Stated exercise 1
Translate this sentence from the Gaer hillfort text into French: "The hillfort today is nestled amongst a housing estate and if one is not aware of its presence it would remain hidden."

Hillforts of Gwent - In Search of the Iron Age

From a 2001 dissertation by Caroline Martin

The Gaer Hillfort

By Caroline Martin

First published 2001

© Caroline Martin 2012
Location of the Gaer (Tredegar Camp)
Location of the Gaer (Tredegar Camp)


The focus of this chapter will be to look in depth at one particular hillfort that is situated approximately 9.6 km from the St. Brides section of the Gwent Levels. The main concentration of the work in this chapter will be a desktop study of the site and the results of a ground survey that was carried out by the author and a number of colleagues from the University of Wales College Newport.


The Gaer/Tredegar, (ST 289 868) occupies the south-western edge of a gentle sandstone ridge at a mean height of 100m OD in a commanding position overlooking the lower reaches of the River Ebbw. The highest part of the ridge is approximately 90m. To the north the ground is fairly level, whilst to the south the ground falls gently to an OD of 30m, west and east the ground falls off much more steeply. The site can be reached easily from Junction 27 at the High Cross section of the M4 motorway. The hillfort today is nestled amongst a housing estate and if one is not aware of its presence it would remain hidden. The site is used by local people as a recreational ground for walking (Whittle 1992: 46). The hillfort would have been in a very powerful position during the Iron Age, commanding the approach between the River Usk to the east and the River Ebbw to the west.

The hillfort was once part of the lands owned by the Morgan family of Tredegar and was incorporated into the landscape of 'The Park' surrounding the Morgan family estate. Dominating the park were a series of formal avenues of oak, walnut and chestnut trees; the most prominent of these avenues was a double avenue which climbed up to The Gaer. The majority of the alterations to the grounds of the estate was undertaken in the 1790s (Freeman 1995,45).

'Fort Tredegar' - Gaer Hillfort - as seen from Tredegar Park Newport. Drawn by WH Greene June 1892.

Exercise inputs
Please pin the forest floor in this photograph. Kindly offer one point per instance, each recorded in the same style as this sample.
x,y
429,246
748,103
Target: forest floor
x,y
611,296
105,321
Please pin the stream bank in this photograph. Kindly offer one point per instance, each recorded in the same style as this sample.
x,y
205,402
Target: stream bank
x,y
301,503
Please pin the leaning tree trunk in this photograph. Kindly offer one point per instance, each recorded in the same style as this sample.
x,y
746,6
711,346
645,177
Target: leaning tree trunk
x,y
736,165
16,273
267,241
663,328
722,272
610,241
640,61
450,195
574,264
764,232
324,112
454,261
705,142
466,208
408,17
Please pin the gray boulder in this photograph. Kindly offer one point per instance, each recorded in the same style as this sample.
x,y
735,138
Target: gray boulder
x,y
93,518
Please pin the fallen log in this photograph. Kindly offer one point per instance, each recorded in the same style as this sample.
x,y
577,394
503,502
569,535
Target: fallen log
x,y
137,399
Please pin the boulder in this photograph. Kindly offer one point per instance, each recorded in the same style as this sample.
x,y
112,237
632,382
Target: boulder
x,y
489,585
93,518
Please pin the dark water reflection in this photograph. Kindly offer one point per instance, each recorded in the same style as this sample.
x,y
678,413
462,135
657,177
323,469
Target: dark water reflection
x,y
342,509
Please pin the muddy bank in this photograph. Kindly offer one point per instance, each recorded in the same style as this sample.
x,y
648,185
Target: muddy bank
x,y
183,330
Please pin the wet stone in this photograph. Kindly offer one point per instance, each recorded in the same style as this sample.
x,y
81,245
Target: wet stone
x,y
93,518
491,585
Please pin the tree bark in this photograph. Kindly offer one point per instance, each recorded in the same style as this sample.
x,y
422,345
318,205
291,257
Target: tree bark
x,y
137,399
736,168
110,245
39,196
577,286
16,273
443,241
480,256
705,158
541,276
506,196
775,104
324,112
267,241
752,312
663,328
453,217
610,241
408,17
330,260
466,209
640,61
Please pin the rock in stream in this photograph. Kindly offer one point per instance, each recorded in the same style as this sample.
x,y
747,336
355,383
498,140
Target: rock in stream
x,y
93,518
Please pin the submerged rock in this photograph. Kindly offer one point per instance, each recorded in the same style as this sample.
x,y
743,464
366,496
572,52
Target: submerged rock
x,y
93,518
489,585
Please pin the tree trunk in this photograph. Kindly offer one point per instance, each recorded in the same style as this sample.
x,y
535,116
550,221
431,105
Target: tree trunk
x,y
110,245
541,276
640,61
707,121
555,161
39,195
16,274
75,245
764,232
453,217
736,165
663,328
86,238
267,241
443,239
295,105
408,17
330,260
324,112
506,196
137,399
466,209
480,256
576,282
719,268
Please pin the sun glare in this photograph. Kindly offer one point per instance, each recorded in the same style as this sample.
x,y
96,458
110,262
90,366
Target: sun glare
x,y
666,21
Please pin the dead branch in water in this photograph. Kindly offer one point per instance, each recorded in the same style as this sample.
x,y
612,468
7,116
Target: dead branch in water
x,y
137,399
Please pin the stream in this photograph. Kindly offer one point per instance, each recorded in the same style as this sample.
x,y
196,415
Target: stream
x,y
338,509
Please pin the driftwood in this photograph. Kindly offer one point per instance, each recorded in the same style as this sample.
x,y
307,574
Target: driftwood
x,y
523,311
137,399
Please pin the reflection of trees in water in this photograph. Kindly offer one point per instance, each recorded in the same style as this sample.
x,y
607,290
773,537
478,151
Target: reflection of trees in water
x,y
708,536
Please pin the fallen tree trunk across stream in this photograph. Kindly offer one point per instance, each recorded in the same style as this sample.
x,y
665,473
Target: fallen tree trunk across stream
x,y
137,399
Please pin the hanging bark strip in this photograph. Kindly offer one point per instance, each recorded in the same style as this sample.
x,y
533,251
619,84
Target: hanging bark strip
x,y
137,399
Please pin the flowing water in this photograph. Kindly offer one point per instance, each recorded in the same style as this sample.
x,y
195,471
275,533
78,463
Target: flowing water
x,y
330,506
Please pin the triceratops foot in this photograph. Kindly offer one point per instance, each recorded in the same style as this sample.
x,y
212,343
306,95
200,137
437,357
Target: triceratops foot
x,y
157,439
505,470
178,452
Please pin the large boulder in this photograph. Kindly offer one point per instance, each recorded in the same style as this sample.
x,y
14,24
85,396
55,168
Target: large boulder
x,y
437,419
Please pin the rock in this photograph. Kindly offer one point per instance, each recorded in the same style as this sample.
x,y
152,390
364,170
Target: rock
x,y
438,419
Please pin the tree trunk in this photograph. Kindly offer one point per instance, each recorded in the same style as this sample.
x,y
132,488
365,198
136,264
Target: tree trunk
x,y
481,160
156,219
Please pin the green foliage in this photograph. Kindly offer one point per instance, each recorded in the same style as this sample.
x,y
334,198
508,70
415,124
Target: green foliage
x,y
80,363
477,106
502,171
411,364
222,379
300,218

Stated exercise 2
Reproduce the part of the records that opens with the line containing "Please pin the rock in this" and runs through the end of the records, both ends included.

Task response 1
Aujourd'hui, l'enceinte fortifiée est nichée au milieu d'un lotissement, et si l'on n'a pas connaissance de sa présence, elle demeurerait cachée.

Task response 2
Please pin the rock in this photograph. Kindly offer one point per instance, each recorded in the same style as this sample.
x,y
152,390
364,170
Target: rock
x,y
438,419
Please pin the tree trunk in this photograph. Kindly offer one point per instance, each recorded in the same style as this sample.
x,y
132,488
365,198
136,264
Target: tree trunk
x,y
481,160
156,219
Please pin the green foliage in this photograph. Kindly offer one point per instance, each recorded in the same style as this sample.
x,y
334,198
508,70
415,124
Target: green foliage
x,y
80,363
477,106
502,171
411,364
222,379
300,218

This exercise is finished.